— Task to carry out —
Lay out the lines of all the rows below as one numbered list, omitting any blank lines.
** Start Dataset rows **
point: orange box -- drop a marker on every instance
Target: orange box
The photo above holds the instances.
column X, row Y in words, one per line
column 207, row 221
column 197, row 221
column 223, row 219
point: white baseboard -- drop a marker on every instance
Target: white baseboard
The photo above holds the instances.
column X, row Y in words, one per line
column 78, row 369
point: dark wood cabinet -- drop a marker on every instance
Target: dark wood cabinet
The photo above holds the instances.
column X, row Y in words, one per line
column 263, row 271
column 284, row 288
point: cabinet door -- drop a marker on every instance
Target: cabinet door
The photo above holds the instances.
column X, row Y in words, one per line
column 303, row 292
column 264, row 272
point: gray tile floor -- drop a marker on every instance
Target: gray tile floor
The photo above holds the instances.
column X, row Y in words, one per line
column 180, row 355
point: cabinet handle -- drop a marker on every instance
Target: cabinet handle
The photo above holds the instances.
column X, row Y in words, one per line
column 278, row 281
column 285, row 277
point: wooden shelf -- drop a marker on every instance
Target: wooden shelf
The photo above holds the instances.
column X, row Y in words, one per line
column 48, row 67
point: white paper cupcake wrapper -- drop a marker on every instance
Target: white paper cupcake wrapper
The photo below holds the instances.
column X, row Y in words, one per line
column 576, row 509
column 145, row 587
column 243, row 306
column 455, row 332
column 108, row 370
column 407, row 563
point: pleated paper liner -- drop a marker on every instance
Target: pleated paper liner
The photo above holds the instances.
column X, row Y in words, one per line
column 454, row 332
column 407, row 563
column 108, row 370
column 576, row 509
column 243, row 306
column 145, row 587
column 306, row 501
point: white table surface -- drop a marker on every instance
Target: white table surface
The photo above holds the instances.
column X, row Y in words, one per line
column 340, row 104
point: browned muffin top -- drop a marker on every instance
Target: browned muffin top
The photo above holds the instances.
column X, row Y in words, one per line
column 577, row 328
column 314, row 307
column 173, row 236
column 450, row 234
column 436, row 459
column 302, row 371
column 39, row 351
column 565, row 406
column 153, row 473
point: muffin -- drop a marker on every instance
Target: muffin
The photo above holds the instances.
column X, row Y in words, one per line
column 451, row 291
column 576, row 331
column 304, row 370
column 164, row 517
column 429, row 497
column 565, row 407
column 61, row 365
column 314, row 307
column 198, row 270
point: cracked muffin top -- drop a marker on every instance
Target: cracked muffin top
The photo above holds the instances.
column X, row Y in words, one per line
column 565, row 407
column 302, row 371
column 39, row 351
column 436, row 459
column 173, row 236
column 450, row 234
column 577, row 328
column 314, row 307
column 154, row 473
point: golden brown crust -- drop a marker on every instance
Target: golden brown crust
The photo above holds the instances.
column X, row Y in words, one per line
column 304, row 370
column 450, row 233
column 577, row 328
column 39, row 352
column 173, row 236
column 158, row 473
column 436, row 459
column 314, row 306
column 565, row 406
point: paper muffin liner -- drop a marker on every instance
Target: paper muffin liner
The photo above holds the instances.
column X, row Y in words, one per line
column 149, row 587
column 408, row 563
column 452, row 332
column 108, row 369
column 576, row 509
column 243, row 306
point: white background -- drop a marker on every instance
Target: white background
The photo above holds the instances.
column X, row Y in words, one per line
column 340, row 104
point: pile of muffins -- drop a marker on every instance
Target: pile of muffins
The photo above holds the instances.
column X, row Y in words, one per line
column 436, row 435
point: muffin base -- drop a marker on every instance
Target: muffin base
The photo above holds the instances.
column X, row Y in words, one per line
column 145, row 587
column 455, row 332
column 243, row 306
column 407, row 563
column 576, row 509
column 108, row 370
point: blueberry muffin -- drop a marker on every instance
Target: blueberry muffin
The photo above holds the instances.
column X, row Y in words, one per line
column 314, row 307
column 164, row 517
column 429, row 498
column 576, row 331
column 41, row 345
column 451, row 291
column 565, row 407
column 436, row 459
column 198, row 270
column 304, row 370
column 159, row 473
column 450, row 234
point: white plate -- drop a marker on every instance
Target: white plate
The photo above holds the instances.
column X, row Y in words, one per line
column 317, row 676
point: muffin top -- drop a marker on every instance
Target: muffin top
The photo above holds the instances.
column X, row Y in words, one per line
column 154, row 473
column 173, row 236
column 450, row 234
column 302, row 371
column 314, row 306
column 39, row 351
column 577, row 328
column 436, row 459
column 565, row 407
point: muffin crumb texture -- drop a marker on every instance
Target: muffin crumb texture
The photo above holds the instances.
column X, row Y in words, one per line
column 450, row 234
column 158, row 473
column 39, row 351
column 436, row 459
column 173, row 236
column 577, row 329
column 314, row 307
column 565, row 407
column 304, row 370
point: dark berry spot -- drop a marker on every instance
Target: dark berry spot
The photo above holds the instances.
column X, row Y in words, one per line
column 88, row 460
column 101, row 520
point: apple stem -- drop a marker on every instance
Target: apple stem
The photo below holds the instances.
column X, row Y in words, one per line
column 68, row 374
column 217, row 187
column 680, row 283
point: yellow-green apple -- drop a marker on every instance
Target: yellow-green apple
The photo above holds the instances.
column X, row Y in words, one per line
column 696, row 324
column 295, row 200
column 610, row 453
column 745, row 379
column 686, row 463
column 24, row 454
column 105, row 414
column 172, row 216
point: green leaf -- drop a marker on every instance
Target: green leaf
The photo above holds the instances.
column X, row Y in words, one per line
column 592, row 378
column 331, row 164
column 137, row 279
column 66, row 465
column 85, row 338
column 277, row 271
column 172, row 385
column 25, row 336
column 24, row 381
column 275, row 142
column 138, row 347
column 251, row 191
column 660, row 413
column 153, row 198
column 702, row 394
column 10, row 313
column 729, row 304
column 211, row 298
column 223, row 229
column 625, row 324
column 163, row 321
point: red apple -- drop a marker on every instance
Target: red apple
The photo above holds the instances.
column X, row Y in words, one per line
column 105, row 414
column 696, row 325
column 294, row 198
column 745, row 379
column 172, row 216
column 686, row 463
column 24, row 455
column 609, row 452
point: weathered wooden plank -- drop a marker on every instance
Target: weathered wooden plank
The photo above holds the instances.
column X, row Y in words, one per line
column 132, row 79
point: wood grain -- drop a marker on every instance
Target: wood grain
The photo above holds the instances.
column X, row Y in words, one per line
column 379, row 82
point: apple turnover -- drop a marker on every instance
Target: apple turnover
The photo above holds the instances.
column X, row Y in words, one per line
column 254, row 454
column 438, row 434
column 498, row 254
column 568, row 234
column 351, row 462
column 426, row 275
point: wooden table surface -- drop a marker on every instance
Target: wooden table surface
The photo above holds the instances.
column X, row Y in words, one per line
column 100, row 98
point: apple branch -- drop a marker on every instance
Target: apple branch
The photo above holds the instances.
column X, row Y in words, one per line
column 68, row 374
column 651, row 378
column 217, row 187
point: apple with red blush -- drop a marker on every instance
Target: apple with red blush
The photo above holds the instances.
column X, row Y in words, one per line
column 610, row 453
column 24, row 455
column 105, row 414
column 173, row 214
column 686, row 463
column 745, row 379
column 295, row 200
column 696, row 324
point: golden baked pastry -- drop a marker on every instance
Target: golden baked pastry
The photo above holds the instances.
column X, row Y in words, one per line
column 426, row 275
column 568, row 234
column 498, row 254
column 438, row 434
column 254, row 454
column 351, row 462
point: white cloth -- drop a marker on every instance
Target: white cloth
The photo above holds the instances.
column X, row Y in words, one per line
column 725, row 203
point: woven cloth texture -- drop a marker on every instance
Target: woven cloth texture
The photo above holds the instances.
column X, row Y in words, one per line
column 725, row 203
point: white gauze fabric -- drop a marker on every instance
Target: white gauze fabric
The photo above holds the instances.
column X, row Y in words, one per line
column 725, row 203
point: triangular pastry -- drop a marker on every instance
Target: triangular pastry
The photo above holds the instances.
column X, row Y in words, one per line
** End Dataset rows **
— Final result —
1. point: orange box -- drop a marker on every instance
2. Target: orange box
3. The photo above holds the instances.
4. column X, row Y in words, one per line
5. column 207, row 221
6. column 197, row 221
7. column 223, row 219
8. point: white baseboard -- drop a marker on every instance
9. Target: white baseboard
10. The photo above holds the instances.
11. column X, row Y in words, one per line
12. column 78, row 369
13. point: dark wood cabinet -- drop a marker on every instance
14. Target: dark wood cabinet
15. The photo above holds the instances.
16. column X, row Y in words, one per line
17. column 263, row 271
18. column 284, row 288
19. point: cabinet door -- drop a marker on every instance
20. Target: cabinet door
21. The photo above holds the instances.
22. column X, row Y in words, one per line
23. column 303, row 292
24. column 264, row 272
25. point: gray tile floor -- drop a marker on every instance
26. Target: gray tile floor
27. The photo above holds the instances.
28. column X, row Y in words, one per line
29. column 180, row 355
30. point: cabinet handle -- drop a marker on every instance
31. Target: cabinet handle
32. The photo above holds the instances.
33. column X, row Y in words, one per line
34. column 278, row 281
35. column 285, row 277
36. point: wooden shelf -- drop a marker on every instance
37. Target: wooden shelf
38. The photo above holds the instances.
39. column X, row Y in words, one per line
40. column 48, row 67
41. point: white paper cupcake wrapper -- drop a marker on every instance
42. Target: white paper cupcake wrapper
43. The photo below holds the instances.
44. column X, row Y in words, one per line
45. column 576, row 509
46. column 145, row 587
47. column 243, row 306
48. column 455, row 332
49. column 108, row 370
50. column 407, row 563
51. point: pleated paper liner -- drop a marker on every instance
52. Target: pleated paper liner
53. The photo above holds the instances.
54. column X, row Y in words, one per line
55. column 454, row 332
56. column 407, row 563
57. column 108, row 370
58. column 576, row 509
59. column 243, row 306
60. column 145, row 587
61. column 306, row 501
62. point: white table surface -- drop a marker on every instance
63. Target: white table surface
64. The photo above holds the instances.
65. column X, row Y in words, one per line
66. column 340, row 104
67. point: browned muffin top -- drop a marker on every instance
68. Target: browned muffin top
69. The photo above holds the instances.
70. column X, row Y in words, one per line
71. column 577, row 328
72. column 314, row 307
73. column 173, row 236
74. column 450, row 234
75. column 436, row 459
76. column 302, row 371
77. column 39, row 351
78. column 565, row 406
79. column 153, row 473
80. point: muffin -- drop a marker on every instance
81. Target: muffin
82. The photo above holds the instances.
83. column X, row Y in words, one per line
84. column 451, row 291
85. column 576, row 331
86. column 304, row 370
87. column 164, row 517
88. column 429, row 497
89. column 565, row 407
90. column 61, row 365
91. column 314, row 307
92. column 198, row 270
93. point: cracked muffin top -- drop a marker on every instance
94. Target: cracked muffin top
95. The photo above holds the instances.
96. column X, row Y in words, one per line
97. column 565, row 407
98. column 302, row 371
99. column 39, row 351
100. column 436, row 459
101. column 173, row 236
102. column 450, row 234
103. column 577, row 328
104. column 314, row 307
105. column 154, row 473
106. point: golden brown crust -- drop a marker on every instance
107. Target: golden brown crust
108. The photo above holds the instances.
109. column X, row Y in words, one per line
110. column 304, row 370
111. column 450, row 233
112. column 577, row 328
113. column 39, row 352
114. column 173, row 236
115. column 158, row 473
116. column 436, row 459
117. column 314, row 306
118. column 565, row 406
119. point: paper muffin liner -- drop a marker on every instance
120. Target: paper muffin liner
121. The photo above holds the instances.
122. column X, row Y in words, one per line
123. column 149, row 587
124. column 408, row 563
125. column 452, row 332
126. column 108, row 369
127. column 576, row 509
128. column 243, row 306
129. point: white background -- drop a marker on every instance
130. Target: white background
131. The photo above holds the instances.
132. column X, row Y in words, one per line
133. column 340, row 104
134. point: pile of muffins -- drop a marker on every instance
135. Target: pile of muffins
136. The photo above holds the instances.
137. column X, row Y in words, one per line
138. column 436, row 435
139. point: muffin base -- drop a marker on every instance
140. Target: muffin base
141. The photo above holds the instances.
142. column X, row Y in words, one per line
143. column 145, row 587
144. column 455, row 332
145. column 243, row 306
146. column 407, row 563
147. column 576, row 509
148. column 108, row 370
149. point: blueberry muffin -- drop a marker on every instance
150. Target: blueberry muffin
151. The photo above holds the instances.
152. column X, row Y in words, one per line
153. column 314, row 307
154. column 164, row 517
155. column 429, row 498
156. column 576, row 331
157. column 41, row 345
158. column 451, row 291
159. column 565, row 407
160. column 436, row 459
161. column 198, row 270
162. column 304, row 370
163. column 159, row 473
164. column 450, row 234
165. point: white plate -- drop a marker on every instance
166. Target: white plate
167. The photo above holds the instances.
168. column X, row Y in words, one per line
169. column 317, row 676
170. point: muffin top -- drop a marker on every instance
171. Target: muffin top
172. The photo above holds the instances.
173. column X, row Y in words, one per line
174. column 154, row 473
175. column 173, row 236
176. column 450, row 234
177. column 302, row 371
178. column 314, row 306
179. column 39, row 351
180. column 577, row 328
181. column 436, row 459
182. column 565, row 407
183. point: muffin crumb texture -- drop a marker on every instance
184. Target: muffin crumb texture
185. The photo above holds the instances.
186. column X, row Y in words, one per line
187. column 450, row 234
188. column 158, row 473
189. column 39, row 351
190. column 436, row 459
191. column 173, row 236
192. column 577, row 329
193. column 314, row 307
194. column 565, row 407
195. column 304, row 370
196. point: dark berry spot -- drop a marker on every instance
197. Target: dark berry spot
198. The photo above holds the instances.
199. column X, row Y in words, one per line
200. column 88, row 460
201. column 101, row 520
202. point: apple stem -- drop a marker on every instance
203. Target: apple stem
204. The photo below holds the instances.
205. column X, row Y in words, one per line
206. column 68, row 374
207. column 217, row 187
208. column 680, row 283
209. point: yellow-green apple -- drop a marker on every instance
210. Target: yellow-green apple
211. The photo above holds the instances.
212. column X, row Y in words, one per line
213. column 696, row 324
214. column 295, row 200
215. column 610, row 453
216. column 745, row 379
217. column 686, row 463
218. column 24, row 454
219. column 105, row 414
220. column 172, row 216
221. point: green leaf -- drop a marker on every instance
222. Target: green leaf
223. The photo above holds the instances.
224. column X, row Y in words, one per line
225. column 592, row 378
226. column 331, row 164
227. column 137, row 279
228. column 66, row 465
229. column 85, row 338
230. column 277, row 271
231. column 172, row 385
232. column 25, row 336
233. column 24, row 381
234. column 275, row 142
235. column 138, row 347
236. column 251, row 191
237. column 660, row 413
238. column 153, row 198
239. column 702, row 394
240. column 10, row 313
241. column 729, row 304
242. column 211, row 298
243. column 223, row 229
244. column 625, row 324
245. column 163, row 321
246. point: red apple -- drop a marker on every instance
247. Target: red apple
248. The photo above holds the instances.
249. column X, row Y in words, one per line
250. column 105, row 414
251. column 696, row 325
252. column 294, row 198
253. column 745, row 379
254. column 172, row 216
255. column 686, row 463
256. column 24, row 455
257. column 609, row 452
258. point: weathered wooden plank -- drop a marker on every instance
259. Target: weathered wooden plank
260. The photo above holds the instances.
261. column X, row Y in words, one per line
262. column 132, row 79
263. point: wood grain -- drop a marker on every instance
264. Target: wood grain
265. The photo above holds the instances.
266. column X, row Y in words, one per line
267. column 379, row 82
268. point: apple turnover -- drop a marker on every instance
269. Target: apple turnover
270. The photo above holds the instances.
271. column X, row Y in words, one per line
272. column 254, row 454
273. column 438, row 434
274. column 498, row 254
275. column 568, row 234
276. column 351, row 462
277. column 426, row 275
278. point: wooden table surface -- drop a marker on every instance
279. Target: wooden table surface
280. The photo above holds the instances.
281. column X, row Y in words, one per line
282. column 100, row 98
283. point: apple branch -- drop a marker on every instance
284. Target: apple branch
285. The photo above holds the instances.
286. column X, row Y in words, one per line
287. column 68, row 374
288. column 651, row 378
289. column 217, row 187
290. point: apple with red blush -- drop a marker on every instance
291. Target: apple with red blush
292. The photo above holds the instances.
293. column X, row Y in words, one per line
294. column 610, row 453
295. column 24, row 455
296. column 105, row 414
297. column 173, row 214
298. column 686, row 463
299. column 745, row 379
300. column 295, row 200
301. column 696, row 324
302. point: golden baked pastry -- drop a marker on every instance
303. Target: golden baked pastry
304. The photo above holds the instances.
305. column X, row Y in words, one per line
306. column 426, row 275
307. column 568, row 234
308. column 498, row 254
309. column 438, row 434
310. column 254, row 454
311. column 351, row 462
312. point: white cloth -- drop a marker on every instance
313. Target: white cloth
314. The photo above holds the instances.
315. column X, row Y in words, one per line
316. column 725, row 203
317. point: woven cloth texture -- drop a marker on every instance
318. Target: woven cloth texture
319. The photo above holds the instances.
320. column X, row Y in words, one per line
321. column 725, row 203
322. point: white gauze fabric -- drop a marker on every instance
323. Target: white gauze fabric
324. The photo above holds the instances.
325. column X, row Y in words, one per line
326. column 725, row 203
327. point: triangular pastry -- drop a marker on every instance
328. Target: triangular pastry
329. The photo above holds the instances.
330. column X, row Y in words, one per line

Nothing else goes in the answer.